» **EXERCISE TASK A**:
In the listing, swap "exercise" for "task" across the stretch from the line containing "In this exercise you will tag every instance of the shrub" through the line containing "<point>93,68</point>". Keep everything else the same, and return only those lines.

» **QUOTED PASSAGE**:

____

Arab World Materials 1 June 2011 15:20 (UTC +04:00)
A conservative French newspaper on Wednesday reported that Libyan leader Moamer Gaddafi's forces had killed over 10,000 people in the capital Tripoli since March.
French daily: Gaddafi forces killed "over 10,000 people in Tripoli"

A conservative French newspaper on Wednesday reported that Libyan leader Moamer Gaddafi's forces had killed over 10,000 people in the capital Tripoli since March.

The paper quoted an unnamed "diplomat close to the dossier" as saying the death toll in Tripoli in the three months since the uprising against Gaddafi's regime began was "several thousand dead, maybe more than 10,000."

The report did not give any breakdown for the estimate, which was questioned by New York-based rights watchdog Human Rights Watch.

"It's very difficult to estimate what is happening in Tripoli and in other government-controlled areas right now, but we have no indication to suggest the death toll is that high," Peter Bouckaert, HRW's Emergencies Director told the German Press Agency dpa.

While HRW "knows many people have been killed in the crackdown and many more disappeared into unknown detention facilities," Bouckaert estimated the death toll in Tripoli to be in the "hundreds," rather than in the thousands.

"We haven't received any information about large-scale massacre recently (in Tripoli)," he said.

HRW estimates the number of people killed nationwide since the uprising began in the eastern city of Benghazi in mid-February at "several thousand," including around 1,000 in the city of Misrurata, which was besieged by government forces for weeks.

Libya's opposition estimates the number of dead at 12,000.

The French government had yet to comment on Le Figaro's report, which comes as France and Britain prepare to escalate their intervention by deploying attack helicopters as part of the NATO-led campaign.

The helicopters are expected to be used to strike targets in Tripoli, where weeks of bombardments by coalition warplanes have failed to rout Gaddafi or prompt residents to join the uprising.

Le Figaro's sources accused Gaddafi of conducting a "scorched-earth policy, aiming to maintain terror in the capital and preventing any uprising."

HRW confirmed a climate of terror, saying it had reports of people being arrested for watching Al Jazeera or sending mobile phone text messages critical of the regime, and of men being tortured in front of their families before being disappeared. There were also reports of businesses being forced to remain open to maintain a semblance of nomality.

____

» **EXERCISE TASK B**:
Translate this sentence from the report on Gaddafi's forces in Tripoli into Spanish: "Libya's opposition estimates the number of dead at 12,000."

____

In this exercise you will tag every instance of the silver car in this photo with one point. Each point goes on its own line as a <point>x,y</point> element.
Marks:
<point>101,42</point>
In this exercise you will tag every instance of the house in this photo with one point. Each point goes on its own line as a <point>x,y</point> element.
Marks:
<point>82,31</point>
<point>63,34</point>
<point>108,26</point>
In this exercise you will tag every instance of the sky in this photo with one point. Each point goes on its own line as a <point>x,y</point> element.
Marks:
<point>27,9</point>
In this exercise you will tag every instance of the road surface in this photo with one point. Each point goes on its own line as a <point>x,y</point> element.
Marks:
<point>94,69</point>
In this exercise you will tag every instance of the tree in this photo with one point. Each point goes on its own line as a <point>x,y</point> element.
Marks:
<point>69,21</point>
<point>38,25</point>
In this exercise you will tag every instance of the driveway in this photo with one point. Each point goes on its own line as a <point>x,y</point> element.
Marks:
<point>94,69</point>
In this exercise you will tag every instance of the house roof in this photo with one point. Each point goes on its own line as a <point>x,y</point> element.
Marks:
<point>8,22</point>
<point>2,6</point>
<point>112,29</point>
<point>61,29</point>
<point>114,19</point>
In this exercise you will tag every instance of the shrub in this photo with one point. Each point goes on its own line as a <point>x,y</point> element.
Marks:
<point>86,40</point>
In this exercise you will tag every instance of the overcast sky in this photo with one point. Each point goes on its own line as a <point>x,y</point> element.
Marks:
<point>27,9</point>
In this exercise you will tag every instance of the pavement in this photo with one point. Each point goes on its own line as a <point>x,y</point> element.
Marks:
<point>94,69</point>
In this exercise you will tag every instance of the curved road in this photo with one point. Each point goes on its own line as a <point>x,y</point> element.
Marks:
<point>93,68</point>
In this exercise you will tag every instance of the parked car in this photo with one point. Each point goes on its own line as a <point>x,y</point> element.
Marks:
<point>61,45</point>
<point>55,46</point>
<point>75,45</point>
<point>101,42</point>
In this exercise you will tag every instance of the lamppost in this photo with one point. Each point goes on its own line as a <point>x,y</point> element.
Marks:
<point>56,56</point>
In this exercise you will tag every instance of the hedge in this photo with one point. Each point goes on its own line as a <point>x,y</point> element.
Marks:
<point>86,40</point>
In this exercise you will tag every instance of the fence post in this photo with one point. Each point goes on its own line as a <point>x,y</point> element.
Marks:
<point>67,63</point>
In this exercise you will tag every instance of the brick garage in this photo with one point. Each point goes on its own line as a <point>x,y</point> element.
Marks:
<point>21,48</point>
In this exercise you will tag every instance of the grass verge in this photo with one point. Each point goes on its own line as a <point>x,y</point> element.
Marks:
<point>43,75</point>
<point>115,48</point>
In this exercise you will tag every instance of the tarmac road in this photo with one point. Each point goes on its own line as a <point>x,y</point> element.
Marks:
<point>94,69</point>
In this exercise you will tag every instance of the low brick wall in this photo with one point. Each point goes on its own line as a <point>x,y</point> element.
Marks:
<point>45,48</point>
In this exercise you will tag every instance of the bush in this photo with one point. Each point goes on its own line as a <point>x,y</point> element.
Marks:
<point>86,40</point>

____

» **FULL OUTPUT A**:
In this task you will tag every instance of the shrub in this photo with one point. Each point goes on its own line as a <point>x,y</point> element.
Marks:
<point>86,40</point>
In this task you will tag every instance of the overcast sky in this photo with one point. Each point goes on its own line as a <point>x,y</point> element.
Marks:
<point>27,9</point>
In this task you will tag every instance of the pavement in this photo with one point. Each point goes on its own line as a <point>x,y</point> element.
Marks:
<point>94,69</point>
In this task you will tag every instance of the curved road in this photo with one point. Each point goes on its own line as a <point>x,y</point> element.
Marks:
<point>93,68</point>

» **FULL OUTPUT B**:
La oposición de Libia calcula el número de muertos en 12.000.